# [Opdracht]
Geef alle bronnen die de tekst over thuiswerken aanhaalt, telkens met auteur of auteurs en jaartal. Noem elke bron één keer, in de volgorde waarin ze voor het eerst voorkomen.

# [Paginatekst]
Vanwege de maatregelen die door de overheid zijn ingevoerd in maart 2020 zijn veel

werknemers vanuit huis komen te werken. Hierdoor is het aantal mensen dat vanaf huis werkt enorm toegenomen vanaf 2020 (Hamersma et al., 2020). Baker (2020) geeft naar aanleiding van een survey aan dat bij de helft van de bedrijven meer dan 80% van de medewerkers vanuit huis werkt in de beginperiode van covid-19 pandemie. Toch is het onderwerp

thuiswerken niet geheel nieuw en onbekend. Stoker et al. (2021) geven in hun paper aan dat al vanaf de jaren ’70 vanuit huis gewerkt wordt. Ook beschrijft hij dat ongeveer 20% van de werknemers af en toe al vanuit huis werkte voor de covid-19 pandemie. Ook Gajendran &

Harrison (2006) concludeerde al dat het aantal mensen dat vanaf huis werkt (of in ieder geval niet vanaf kantoor) al toenam in de jaren 2000 tot 2006. Het grote verschil tussen het

thuiswerken van toen en nu is de schaalgrootte waarop dit gebeurt. Barrero et al. (2021) vinden in hun onderzoek dat het thuiswerken ook na de covid-19 pandemie zal aanblijven. In een onderzoek dat zij hebben uitgevoerd onder 22.500 Amerikanen wordt gevonden dat tijdens de covid-19 pandemie ongeveer de helft van de gewerkte uren vanuit huis werd gemaakt. Na deze periode wordt verwacht dat een kwart van de gewerkte uren vanuit huis gemaakt zullen worden. Dit is het viervoudige dan dat voor de covid-19 pandemie het geval was.

Deze nieuwe manier van werken geeft voor managers diverse uitdagingen, omdat ze nu moeten managen op afstand en dit invloed heeft op het gedrag van de medewerkers (Stoker et al., 2021).

In eerdere onderzoeken is al aangetoond dat het thuiswerken een positieve invloed kan hebben op de prestaties van de medewerkers. Zo concludeerde Bloom et al. (2014) in hun onderzoek, dat is uitgevoerd bij een groot Chinees callcenter, dat de productiviteit met 13% is toegenomen onder de medewerkers. 9% van deze productiviteit zat hem erin dat de

medewerkers meer uren werken per dienst. De overige 4% zat hem erin dat er meerdere calls per minuut waren gemeten.

Van Triest (2021) heeft ook een onderzoek uitgevoerd naar de effecten van het thuiswerken.

# [Aangeleverde gegevens]

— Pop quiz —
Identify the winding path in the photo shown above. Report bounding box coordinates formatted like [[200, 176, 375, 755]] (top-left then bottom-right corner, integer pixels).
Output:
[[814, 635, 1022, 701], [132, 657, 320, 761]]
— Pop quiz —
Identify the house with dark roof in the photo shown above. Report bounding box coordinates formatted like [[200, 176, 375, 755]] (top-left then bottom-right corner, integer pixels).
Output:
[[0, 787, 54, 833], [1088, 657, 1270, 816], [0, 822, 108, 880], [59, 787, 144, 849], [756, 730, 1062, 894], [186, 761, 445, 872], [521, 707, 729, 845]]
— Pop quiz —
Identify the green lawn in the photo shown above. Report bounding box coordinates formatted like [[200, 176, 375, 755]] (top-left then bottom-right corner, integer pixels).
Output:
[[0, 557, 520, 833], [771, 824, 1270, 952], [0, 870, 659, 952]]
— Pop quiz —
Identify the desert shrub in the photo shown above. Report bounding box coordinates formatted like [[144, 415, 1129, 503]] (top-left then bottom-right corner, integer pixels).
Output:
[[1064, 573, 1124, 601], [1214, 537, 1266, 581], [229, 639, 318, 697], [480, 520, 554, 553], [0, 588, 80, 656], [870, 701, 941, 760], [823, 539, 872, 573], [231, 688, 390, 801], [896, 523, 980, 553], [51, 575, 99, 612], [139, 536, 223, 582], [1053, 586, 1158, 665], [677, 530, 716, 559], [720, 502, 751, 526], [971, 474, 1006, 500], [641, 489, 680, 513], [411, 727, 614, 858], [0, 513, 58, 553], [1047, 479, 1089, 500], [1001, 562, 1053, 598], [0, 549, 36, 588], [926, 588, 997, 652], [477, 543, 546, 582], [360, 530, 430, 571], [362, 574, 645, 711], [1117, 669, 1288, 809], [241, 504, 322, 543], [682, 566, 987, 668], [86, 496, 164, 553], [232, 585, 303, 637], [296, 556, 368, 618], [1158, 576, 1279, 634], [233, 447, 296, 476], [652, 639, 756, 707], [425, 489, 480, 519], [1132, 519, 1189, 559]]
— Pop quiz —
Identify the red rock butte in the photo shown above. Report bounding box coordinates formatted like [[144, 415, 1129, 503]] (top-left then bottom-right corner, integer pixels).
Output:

# [Oplossing]
Hamersma et al. (2020)
Baker (2020)
Stoker et al. (2021)
Gajendran & Harrison (2006)
Barrero et al. (2021)
Bloom et al. (2014)
Van Triest (2021)